* _Action item_:
Find the string "hand" in the data, and copy out each line that has it.

───── Data supplied ─────

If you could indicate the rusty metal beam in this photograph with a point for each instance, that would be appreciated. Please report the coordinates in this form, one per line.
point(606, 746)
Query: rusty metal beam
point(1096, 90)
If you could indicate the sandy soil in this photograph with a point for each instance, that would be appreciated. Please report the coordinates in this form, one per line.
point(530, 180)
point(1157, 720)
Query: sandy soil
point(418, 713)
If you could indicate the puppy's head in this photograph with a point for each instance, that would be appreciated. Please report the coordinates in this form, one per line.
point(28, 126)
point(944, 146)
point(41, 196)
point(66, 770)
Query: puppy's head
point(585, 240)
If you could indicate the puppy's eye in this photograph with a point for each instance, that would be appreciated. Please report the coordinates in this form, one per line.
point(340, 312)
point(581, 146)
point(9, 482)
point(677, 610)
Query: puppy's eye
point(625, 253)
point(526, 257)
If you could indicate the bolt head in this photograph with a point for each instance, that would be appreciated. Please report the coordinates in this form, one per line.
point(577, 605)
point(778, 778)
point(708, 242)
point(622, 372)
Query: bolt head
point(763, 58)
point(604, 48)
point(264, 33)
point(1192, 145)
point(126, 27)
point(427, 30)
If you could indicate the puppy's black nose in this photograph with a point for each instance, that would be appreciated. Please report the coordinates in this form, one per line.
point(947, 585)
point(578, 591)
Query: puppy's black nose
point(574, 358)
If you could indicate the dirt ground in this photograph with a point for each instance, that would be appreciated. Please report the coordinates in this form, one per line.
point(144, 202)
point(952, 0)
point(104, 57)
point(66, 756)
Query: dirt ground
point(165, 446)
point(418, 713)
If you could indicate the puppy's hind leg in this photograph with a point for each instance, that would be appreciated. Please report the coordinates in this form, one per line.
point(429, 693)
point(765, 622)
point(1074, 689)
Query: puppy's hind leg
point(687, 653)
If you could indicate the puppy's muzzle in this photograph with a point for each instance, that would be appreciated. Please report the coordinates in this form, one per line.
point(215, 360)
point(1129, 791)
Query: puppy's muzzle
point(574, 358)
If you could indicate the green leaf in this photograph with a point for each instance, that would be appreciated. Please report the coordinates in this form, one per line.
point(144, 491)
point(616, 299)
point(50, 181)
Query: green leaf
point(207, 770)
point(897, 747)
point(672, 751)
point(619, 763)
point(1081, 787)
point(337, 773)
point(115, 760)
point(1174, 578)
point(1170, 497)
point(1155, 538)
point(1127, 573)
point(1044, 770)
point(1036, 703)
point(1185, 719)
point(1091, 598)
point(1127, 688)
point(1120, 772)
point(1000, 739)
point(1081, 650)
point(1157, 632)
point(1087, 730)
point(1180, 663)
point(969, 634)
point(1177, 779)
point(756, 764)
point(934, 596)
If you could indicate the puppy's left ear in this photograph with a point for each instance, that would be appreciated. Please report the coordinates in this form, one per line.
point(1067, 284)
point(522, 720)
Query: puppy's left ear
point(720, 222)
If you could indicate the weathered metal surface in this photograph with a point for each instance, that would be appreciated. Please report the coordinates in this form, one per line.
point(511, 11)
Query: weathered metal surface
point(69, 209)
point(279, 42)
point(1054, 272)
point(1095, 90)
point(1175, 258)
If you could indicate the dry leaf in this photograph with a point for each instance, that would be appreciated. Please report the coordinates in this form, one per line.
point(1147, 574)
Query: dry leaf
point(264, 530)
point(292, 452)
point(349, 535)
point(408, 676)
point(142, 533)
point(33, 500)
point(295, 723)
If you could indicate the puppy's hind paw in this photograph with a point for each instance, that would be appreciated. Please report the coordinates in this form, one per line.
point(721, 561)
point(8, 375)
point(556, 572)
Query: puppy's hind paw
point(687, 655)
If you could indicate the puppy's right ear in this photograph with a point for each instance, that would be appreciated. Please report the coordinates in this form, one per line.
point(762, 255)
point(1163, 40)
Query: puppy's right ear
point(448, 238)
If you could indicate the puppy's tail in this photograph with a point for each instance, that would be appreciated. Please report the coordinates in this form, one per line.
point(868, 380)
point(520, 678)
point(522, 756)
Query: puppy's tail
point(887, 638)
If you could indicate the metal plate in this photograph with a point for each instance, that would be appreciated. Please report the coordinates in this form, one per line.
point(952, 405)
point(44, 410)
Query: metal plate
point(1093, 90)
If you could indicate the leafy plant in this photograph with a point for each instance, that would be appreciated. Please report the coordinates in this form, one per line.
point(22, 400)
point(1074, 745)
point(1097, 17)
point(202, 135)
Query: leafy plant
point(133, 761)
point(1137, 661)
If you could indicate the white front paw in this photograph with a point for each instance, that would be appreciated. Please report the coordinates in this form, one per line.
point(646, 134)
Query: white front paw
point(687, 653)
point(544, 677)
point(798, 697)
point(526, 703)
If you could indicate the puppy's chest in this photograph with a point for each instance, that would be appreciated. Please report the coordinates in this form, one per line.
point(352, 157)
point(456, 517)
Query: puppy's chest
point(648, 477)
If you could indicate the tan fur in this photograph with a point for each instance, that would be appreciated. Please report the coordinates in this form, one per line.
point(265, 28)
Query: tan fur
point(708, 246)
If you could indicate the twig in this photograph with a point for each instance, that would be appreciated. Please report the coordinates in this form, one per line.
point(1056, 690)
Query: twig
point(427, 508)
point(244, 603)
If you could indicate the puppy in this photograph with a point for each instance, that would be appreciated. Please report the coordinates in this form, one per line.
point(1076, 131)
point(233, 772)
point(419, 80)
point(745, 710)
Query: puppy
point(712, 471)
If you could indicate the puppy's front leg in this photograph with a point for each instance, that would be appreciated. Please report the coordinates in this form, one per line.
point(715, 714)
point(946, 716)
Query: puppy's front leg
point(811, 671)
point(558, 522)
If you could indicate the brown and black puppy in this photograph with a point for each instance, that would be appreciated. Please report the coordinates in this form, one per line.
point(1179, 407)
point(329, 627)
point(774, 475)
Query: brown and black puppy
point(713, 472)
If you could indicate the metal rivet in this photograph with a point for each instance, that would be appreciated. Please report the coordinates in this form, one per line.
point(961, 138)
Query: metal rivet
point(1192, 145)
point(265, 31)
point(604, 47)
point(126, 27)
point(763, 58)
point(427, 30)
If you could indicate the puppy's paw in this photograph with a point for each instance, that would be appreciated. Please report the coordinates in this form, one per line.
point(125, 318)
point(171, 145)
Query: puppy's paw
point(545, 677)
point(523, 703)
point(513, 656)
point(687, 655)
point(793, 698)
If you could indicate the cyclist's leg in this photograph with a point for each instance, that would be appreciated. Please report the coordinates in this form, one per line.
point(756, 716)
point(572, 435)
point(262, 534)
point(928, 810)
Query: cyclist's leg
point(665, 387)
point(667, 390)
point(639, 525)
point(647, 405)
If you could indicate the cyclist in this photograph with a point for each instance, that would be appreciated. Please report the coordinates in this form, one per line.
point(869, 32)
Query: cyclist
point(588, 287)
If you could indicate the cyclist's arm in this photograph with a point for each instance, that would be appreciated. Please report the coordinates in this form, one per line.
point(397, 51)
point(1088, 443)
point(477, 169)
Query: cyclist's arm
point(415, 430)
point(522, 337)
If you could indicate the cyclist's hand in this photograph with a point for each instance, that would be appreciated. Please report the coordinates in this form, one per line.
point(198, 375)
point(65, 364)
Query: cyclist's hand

─────

* _Output of the exercise_:
If you could indicate the cyclist's hand in this photograph with a point for each instance, that would be appreciated. Please report the coordinates in this form, one per line.
Query: cyclist's hand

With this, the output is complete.